• Stated problem
Please return every entry below word for word, changing nothing.

• Data for this exercise
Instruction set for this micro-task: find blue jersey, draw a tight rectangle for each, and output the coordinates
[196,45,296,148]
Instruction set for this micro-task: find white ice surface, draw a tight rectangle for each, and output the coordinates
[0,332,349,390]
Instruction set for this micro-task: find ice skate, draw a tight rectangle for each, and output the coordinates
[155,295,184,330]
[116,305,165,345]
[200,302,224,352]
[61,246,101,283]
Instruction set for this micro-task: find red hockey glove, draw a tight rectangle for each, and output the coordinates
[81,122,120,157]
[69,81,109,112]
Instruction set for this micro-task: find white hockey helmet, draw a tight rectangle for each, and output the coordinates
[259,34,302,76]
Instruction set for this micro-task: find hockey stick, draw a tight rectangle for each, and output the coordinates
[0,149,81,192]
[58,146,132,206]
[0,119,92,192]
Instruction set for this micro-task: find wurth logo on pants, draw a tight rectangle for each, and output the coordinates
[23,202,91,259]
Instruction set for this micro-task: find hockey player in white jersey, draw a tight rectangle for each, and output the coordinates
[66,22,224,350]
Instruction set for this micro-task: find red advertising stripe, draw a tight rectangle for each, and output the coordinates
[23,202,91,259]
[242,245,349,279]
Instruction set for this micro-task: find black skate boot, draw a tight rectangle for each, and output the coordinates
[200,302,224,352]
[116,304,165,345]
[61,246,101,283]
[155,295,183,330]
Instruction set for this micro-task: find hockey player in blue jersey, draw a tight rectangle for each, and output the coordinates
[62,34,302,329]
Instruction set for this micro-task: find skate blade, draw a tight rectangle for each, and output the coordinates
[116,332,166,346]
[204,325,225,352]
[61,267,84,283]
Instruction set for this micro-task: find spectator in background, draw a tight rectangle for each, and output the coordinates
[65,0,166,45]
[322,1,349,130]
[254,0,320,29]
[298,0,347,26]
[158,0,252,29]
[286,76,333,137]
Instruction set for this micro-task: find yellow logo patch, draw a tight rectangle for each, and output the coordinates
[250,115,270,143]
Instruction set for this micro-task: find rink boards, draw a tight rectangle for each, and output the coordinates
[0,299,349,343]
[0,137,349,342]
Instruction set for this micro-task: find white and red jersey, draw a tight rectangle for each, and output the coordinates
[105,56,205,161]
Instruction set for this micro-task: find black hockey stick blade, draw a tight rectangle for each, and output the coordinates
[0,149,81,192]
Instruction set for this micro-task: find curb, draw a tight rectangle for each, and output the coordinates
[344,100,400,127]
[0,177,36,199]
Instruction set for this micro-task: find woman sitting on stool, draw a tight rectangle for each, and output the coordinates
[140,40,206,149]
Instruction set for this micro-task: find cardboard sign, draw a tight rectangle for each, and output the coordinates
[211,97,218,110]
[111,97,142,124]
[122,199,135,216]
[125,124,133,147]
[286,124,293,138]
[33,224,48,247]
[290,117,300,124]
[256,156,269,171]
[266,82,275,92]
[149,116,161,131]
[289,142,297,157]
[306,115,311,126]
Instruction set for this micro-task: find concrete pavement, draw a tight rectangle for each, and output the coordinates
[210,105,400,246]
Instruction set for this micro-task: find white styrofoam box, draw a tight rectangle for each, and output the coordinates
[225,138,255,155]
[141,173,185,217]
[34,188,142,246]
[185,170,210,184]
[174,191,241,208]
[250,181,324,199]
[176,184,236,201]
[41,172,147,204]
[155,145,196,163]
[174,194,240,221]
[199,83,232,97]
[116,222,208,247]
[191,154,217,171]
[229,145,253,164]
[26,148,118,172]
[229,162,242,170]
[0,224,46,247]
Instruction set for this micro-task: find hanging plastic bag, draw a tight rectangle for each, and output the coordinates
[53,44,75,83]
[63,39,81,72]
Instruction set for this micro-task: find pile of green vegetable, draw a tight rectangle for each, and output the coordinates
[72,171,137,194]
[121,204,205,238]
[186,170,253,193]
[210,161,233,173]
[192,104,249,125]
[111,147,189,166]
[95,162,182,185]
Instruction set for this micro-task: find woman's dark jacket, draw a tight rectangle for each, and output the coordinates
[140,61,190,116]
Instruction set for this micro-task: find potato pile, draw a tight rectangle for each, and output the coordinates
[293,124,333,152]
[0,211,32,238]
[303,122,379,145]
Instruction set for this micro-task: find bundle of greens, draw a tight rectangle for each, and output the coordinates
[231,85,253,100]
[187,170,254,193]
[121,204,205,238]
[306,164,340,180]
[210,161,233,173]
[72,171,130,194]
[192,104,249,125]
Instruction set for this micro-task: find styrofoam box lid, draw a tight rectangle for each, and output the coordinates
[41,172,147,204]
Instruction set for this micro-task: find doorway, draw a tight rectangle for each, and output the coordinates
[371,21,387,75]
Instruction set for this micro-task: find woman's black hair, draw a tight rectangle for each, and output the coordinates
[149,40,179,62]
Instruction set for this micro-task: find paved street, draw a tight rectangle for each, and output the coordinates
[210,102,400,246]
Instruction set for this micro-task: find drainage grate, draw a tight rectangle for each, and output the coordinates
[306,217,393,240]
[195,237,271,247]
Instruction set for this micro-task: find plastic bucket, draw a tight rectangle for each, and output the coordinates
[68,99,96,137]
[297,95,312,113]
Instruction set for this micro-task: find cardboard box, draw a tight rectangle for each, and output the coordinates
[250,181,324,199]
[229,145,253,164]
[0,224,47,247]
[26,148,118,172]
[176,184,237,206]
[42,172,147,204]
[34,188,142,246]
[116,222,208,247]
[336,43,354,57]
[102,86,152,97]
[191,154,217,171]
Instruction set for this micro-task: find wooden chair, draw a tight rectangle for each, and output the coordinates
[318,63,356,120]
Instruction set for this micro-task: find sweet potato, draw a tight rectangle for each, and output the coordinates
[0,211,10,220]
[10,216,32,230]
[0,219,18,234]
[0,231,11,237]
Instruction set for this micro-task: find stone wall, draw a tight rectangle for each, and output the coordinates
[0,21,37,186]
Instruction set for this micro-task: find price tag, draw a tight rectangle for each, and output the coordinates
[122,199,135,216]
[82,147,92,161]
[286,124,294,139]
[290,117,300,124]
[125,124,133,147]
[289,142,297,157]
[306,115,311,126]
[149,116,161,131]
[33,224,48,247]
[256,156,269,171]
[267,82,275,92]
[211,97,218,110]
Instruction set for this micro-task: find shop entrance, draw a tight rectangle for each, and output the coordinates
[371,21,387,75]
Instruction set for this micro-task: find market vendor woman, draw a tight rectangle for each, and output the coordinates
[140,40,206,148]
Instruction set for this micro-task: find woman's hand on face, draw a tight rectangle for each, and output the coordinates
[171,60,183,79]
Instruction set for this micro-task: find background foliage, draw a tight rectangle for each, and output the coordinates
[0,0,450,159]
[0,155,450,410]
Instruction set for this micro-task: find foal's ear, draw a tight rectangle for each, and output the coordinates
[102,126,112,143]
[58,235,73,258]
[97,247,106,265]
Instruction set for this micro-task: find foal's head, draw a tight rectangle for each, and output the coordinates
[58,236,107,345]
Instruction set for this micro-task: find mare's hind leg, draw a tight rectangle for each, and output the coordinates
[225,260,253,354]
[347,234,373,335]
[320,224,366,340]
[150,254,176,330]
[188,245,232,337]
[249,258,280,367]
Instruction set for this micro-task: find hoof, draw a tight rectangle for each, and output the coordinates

• Problem solution
Instruction set for this micro-task: find blue jersey, draw a tight rectangle for each, and output the coordinates
[196,45,296,148]
Instruction set for this micro-task: find white ice surface, draw a tight rectangle for each, and output the coordinates
[0,332,349,390]
Instruction set for this micro-task: find ice skate, draw a tight rectangle for each, and output the coordinates
[155,295,184,330]
[116,305,165,345]
[200,302,224,352]
[61,246,101,283]
Instruction set for this micro-task: find red hockey glove, draw a tight rectangle for each, and output the coordinates
[81,122,120,157]
[69,81,109,112]
Instruction set for this micro-task: find white hockey helmet, draw a tight rectangle for each, and output the coordinates
[259,34,302,76]
Instruction set for this micro-task: find hockey stick, draw a tight rectangle for each, and output the coordinates
[0,149,81,192]
[58,146,132,206]
[0,119,92,192]
Instruction set for this micro-task: find wurth logo on pants, draw a tight rectangle for each, and output the coordinates
[23,202,91,259]
Instruction set for this micro-task: find hockey player in white jersey, draw a tight rectangle for each, and output the coordinates
[66,22,224,350]
Instruction set for this micro-task: find red advertising stripe, draw a tight rectangle for each, and output the coordinates
[23,202,91,259]
[242,245,349,279]
Instruction set for this micro-task: find black skate boot, draw a tight rectangle for each, and output the coordinates
[200,302,224,352]
[116,304,165,345]
[61,246,101,283]
[155,295,183,330]
Instruction set for this micro-task: find hockey player in blue jersey, draw a tight rectangle for each, and output the coordinates
[62,34,302,329]
Instruction set for this micro-task: find skate blade, draw a tight rectangle for each, and output the coordinates
[116,332,166,346]
[204,325,225,352]
[61,267,84,283]
Instruction set for this micro-task: find spectator in background, draw a tight rectangle for each, and output the coordinates
[65,0,166,45]
[322,1,349,130]
[254,0,320,29]
[298,0,347,26]
[158,0,252,29]
[286,76,333,137]
Instruction set for this micro-task: find yellow logo patch, draw a tight rectangle for each, and output the coordinates
[250,115,270,143]
Instruction set for this micro-task: find rink boards, draw a tight rectangle for each, and output the coordinates
[0,299,349,343]
[0,137,349,342]
Instruction set for this micro-task: find white and red jersey, draw a tight rectangle for each, and output the coordinates
[105,56,205,161]
Instruction set for this micro-task: find black hockey stick blade, draw a tight rectangle for each, and output the coordinates
[0,149,81,192]
Instruction set for this micro-task: find curb, draw a tight rectangle for each, and output the coordinates
[344,100,400,127]
[0,177,36,199]
Instruction set for this micro-task: find woman sitting on stool, draw a tight rectangle for each, and output the coordinates
[140,40,206,149]
Instruction set for this micro-task: find cardboard sign, draw a tight rectangle for each, and output the coordinates
[211,97,218,110]
[111,97,142,124]
[122,199,135,216]
[125,124,133,147]
[286,124,293,138]
[33,224,48,247]
[290,117,300,124]
[256,156,269,171]
[266,82,275,92]
[149,116,161,131]
[289,142,297,157]
[306,115,311,126]
Instruction set for this micro-task: find concrete pavement, draw a tight rectangle for each, and output the coordinates
[210,105,400,246]
Instruction set for this micro-task: find white styrofoam box, draw a tight rectangle for each, and output the coordinates
[225,138,255,155]
[141,173,185,217]
[34,188,142,246]
[185,170,210,184]
[174,191,241,208]
[250,181,324,199]
[176,184,236,201]
[41,172,147,204]
[155,145,196,163]
[174,194,240,221]
[199,83,232,97]
[116,222,208,247]
[191,154,217,171]
[229,145,253,164]
[26,148,118,172]
[229,162,242,170]
[0,224,46,247]
Instruction set for this micro-task: find hanging plastic bag, draw a tight rectangle for each, and output the coordinates
[53,44,75,83]
[63,39,81,72]
Instruction set for this micro-task: find pile of green vegetable, draw a tight rectangle for each, and output the coordinates
[72,171,137,194]
[121,204,205,238]
[186,170,253,193]
[210,161,233,173]
[192,104,249,125]
[111,147,189,166]
[95,162,182,185]
Instruction set for this micro-task: find woman's dark jacket, draw a tight rectangle for each, and output the coordinates
[140,61,190,116]
Instruction set for this micro-task: find potato pile, draw a tight rectangle for each, and output the coordinates
[293,124,333,152]
[0,211,32,238]
[303,122,379,145]
Instruction set for this micro-task: find bundle of greens, draw a tight rectangle for each, and output the coordinates
[231,85,253,100]
[187,170,254,193]
[121,204,205,238]
[306,164,340,180]
[210,161,233,173]
[72,171,130,194]
[192,104,249,125]
Instruction set for this micro-task: find styrofoam box lid, draw a tight rectangle for each, and output the coordinates
[41,172,147,204]
Instruction set for this micro-task: find doorway, draw a tight rectangle for each, and output the coordinates
[371,21,387,75]
Instruction set for this micro-task: find woman's black hair, draw a tight rectangle for each, and output the coordinates
[149,40,179,62]
Instruction set for this micro-task: find paved street, draw a tight rectangle for each, and output the coordinates
[210,102,400,246]
Instruction set for this micro-task: find drainage grate, draw a tight rectangle for each, and output the coordinates
[306,217,393,240]
[195,237,271,247]
Instruction set for this micro-task: find plastic bucket, draw a tight rectangle for each, and output the coordinates
[68,99,96,137]
[297,95,312,113]
Instruction set for this micro-task: find cardboard box, draw a tight rectangle for each, and output the coordinates
[250,181,324,199]
[229,145,253,164]
[0,224,47,247]
[26,148,118,172]
[176,184,237,206]
[42,172,147,204]
[34,188,142,246]
[116,222,208,247]
[336,43,354,57]
[102,86,152,97]
[191,154,217,171]
Instruction set for this micro-task: find wooden chair, draw a tight rectangle for each, and output the coordinates
[318,63,356,120]
Instruction set for this micro-task: find sweet potato, draw a tight rectangle for each, and output the coordinates
[0,211,10,220]
[10,216,32,230]
[0,219,18,234]
[0,231,11,237]
Instruction set for this micro-task: find stone wall, draw a tight rectangle for each, and output the coordinates
[0,21,37,186]
Instruction set for this micro-task: find price tag, draw a tight rectangle for each, and output the coordinates
[122,199,135,216]
[82,147,92,161]
[286,124,294,139]
[290,117,300,124]
[125,124,133,147]
[289,142,297,157]
[306,115,311,126]
[149,116,161,131]
[33,224,48,247]
[256,156,269,171]
[267,82,275,92]
[211,97,218,110]
Instruction set for this micro-task: find shop entrance, draw a tight rectangle for each, and output the coordinates
[371,21,387,75]
Instruction set for this micro-task: find market vendor woman, draw a tight rectangle for each, and output the coordinates
[140,40,206,148]
Instruction set for this micro-task: find woman's hand on face, draw a tight rectangle for each, and output the coordinates
[171,60,183,79]
Instruction set for this micro-task: find background foliage, draw a tight rectangle for each, and output the coordinates
[0,0,450,159]
[0,155,450,410]
Instruction set for this micro-task: find foal's ear, draw a tight rectangle for each, and output the coordinates
[102,126,112,143]
[58,235,73,258]
[97,247,106,265]
Instruction set for this micro-task: find foal's head, draw a tight rectangle for each, and output the coordinates
[58,236,107,345]
Instruction set for this micro-task: find mare's hind leg, draw a tight rectangle for each, and output the coordinates
[225,260,253,354]
[347,234,373,335]
[320,224,366,340]
[150,254,176,330]
[188,245,232,337]
[249,258,280,367]
Instruction set for this micro-task: find hoof, draw a tight rectangle for each, and output the coordinates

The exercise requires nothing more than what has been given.